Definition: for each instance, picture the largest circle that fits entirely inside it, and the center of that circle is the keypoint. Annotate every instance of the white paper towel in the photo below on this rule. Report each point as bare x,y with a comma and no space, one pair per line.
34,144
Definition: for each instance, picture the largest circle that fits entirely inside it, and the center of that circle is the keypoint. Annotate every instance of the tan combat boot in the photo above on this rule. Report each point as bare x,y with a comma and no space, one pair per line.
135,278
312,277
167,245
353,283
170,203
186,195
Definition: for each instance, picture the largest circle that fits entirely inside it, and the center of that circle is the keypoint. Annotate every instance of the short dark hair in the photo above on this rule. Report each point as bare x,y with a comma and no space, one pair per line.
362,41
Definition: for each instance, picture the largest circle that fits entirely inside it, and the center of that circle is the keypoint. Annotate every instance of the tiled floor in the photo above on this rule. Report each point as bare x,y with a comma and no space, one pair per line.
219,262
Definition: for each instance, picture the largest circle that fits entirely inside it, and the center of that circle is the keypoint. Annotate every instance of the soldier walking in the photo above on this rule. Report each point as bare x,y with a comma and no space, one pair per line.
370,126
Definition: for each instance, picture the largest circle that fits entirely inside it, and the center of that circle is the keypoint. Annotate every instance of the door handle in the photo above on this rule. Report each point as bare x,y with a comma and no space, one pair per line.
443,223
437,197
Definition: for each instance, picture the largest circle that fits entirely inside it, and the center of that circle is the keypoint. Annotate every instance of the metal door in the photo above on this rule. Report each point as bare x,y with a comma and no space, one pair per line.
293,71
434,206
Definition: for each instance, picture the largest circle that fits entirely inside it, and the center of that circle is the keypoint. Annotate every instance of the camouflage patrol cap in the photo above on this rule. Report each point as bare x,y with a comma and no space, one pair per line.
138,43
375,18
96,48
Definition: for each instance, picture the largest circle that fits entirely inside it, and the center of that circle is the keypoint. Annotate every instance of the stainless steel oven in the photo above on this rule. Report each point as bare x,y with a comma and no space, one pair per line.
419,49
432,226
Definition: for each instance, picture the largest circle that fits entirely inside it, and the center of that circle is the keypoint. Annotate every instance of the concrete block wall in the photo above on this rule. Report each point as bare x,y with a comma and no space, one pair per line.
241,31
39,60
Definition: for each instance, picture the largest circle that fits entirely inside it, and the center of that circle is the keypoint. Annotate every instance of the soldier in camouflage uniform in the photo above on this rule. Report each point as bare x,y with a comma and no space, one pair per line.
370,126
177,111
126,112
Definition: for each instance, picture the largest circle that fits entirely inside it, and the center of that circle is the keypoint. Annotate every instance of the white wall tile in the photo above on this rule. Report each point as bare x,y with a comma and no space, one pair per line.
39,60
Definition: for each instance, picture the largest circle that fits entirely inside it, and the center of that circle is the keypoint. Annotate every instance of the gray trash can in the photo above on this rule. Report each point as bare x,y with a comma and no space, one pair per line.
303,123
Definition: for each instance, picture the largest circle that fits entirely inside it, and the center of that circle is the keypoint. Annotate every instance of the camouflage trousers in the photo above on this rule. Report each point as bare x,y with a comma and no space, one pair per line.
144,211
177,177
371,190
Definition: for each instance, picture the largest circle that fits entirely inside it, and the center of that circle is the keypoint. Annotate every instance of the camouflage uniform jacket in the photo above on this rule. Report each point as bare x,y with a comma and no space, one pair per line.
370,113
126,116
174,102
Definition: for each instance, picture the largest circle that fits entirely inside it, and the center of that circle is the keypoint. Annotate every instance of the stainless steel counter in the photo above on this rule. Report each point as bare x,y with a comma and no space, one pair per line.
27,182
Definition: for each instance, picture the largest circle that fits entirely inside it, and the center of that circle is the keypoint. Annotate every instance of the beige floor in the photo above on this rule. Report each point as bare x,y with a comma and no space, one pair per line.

**What you have to do**
Repeat the listing above without any change.

**Result of the task**
Definition: for each instance, picture the largest circle that fits entirely inside it, and the center of that circle is the keypoint. Annotate every instance of the white paper towel in the photo below on this rule. Report each point as bare x,y with a comma and no space, one pair per line.
34,144
Definition: for each instance, picture the largest circle that fits entirely inside it, and the center of that circle is the keypoint. Annotate every instance of the tan combat boot in the photo above on this rule. Report each point as bare x,y with a comma and no space, one pair per line.
135,278
312,277
167,245
353,283
170,203
186,195
Definition: for each instance, picture the largest circle that fits entirely inside it, and the center of that circle is the keypoint. Annotate every instance of the short dark hair in the photo above on this rule. Report each point as bare x,y with a comma and no space, one pair per line.
362,41
Definition: for each instance, picture the largest circle that fits entirely inside it, and the center of that circle is the keypoint. Annotate every instance of the tiled floor in the photo above on this rule. Report each point as bare x,y with a comma and no space, one pair per line.
219,262
Definition: for each instance, picture the largest circle that fits entirely inside it, and the center of that circle is the keypoint. Annotate every instance of the soldier walking in the photo above on this rule. Report each point as bare x,y with a comma and no space, one pair per line.
370,126
Definition: for each instance, picture the largest circle that fits entirely inside it, and the center of that circle is the keypoint. Annotate every instance of the door handle in the photo above on this rule. Report each point as bare x,y with a comma and no space, one pair per line.
443,223
437,197
Definition: for each instance, picture the largest circle that fits entirely inside it, and the center of that circle is the keypoint. Annotate every instance of the metal door in the photo above on this rule. Report each point as bare x,y with a comma and no space, one pair per line.
293,71
434,206
Definition: for each instance, picture the largest circle that fits entirely inside it, and the center of that circle is the keypoint. Annotate every instance of the camouflage patrol cap in the photo above on this rule. Report each point as bare x,y with a comma and no space, one pair per line.
138,43
375,18
96,48
Definition: for each instance, picture the largest circle that fits entirely inside it, and the center of that circle is the keypoint. Annotate every instance of the stainless steel oven in the photo above on this rule. Report each point as bare x,y with a comma and no space, one pair per line.
419,49
432,226
Definition: for each instance, picture the largest circle that fits entirely inside it, and the center of that circle is the keypoint. Annotate every instance of the concrete block wall in the photo above on this rule. Report each point as bare x,y with a comma and no space, one pair per line.
241,31
39,60
Definition: for each instance, picture the largest circle that fits entirely inside it, and the center of that circle is the keypoint. Annotate every instance of the soldier in camouflage uniform in the photo above on this rule. Report each point as bare x,y with a comma and no space, one pair per line.
370,126
177,111
126,112
Definition: for each instance, picture the largest circle that fits entirely inside it, and the center of that circle is the keypoint. Annotate every instance of the white wall tile in the photo above on this rule. Report each point as bare x,y with a comma and no space, one pair per line.
39,60
Definition: for each instance, picture the largest circle that fits entirely inside it, and the center of that circle is the keypoint. Annotate every instance of the gray trash can in the photo above on this rule. Report each point as bare x,y with a comma and no space, one pair per line.
303,123
Definition: for each instance, picture the largest circle that fits entirely inside it, and the center of that circle is the keypoint. Annotate every instance of the camouflage trousers in the photo above on this rule. Report each point as bare x,y with a comma and no space, one pair per line.
144,211
177,177
371,190
Definition: for each instance, picture the largest circle that fits entirely inside it, and the center of that circle is the keypoint. Annotate every instance of the camouflage uniform jacket in the photo above on this rule. Report each point as bare x,y with a comma and no space, one pair per line.
370,113
126,116
174,102
Definition: for each instance, picture the largest circle that fits entirely inside it, and the center of that circle is the keypoint. Annotate every instance of the stainless steel counter in the photo above on this rule. Report each point as bare x,y with a comma and no space, one pair per line.
27,182
Definition: for each instance, picture the largest circle that fits entirely inside it, and the center of that circle is the keypoint. Annotate every instance of the beige floor in the photo above on this rule. Report each point as bare x,y with a comma and no space, one pair per line.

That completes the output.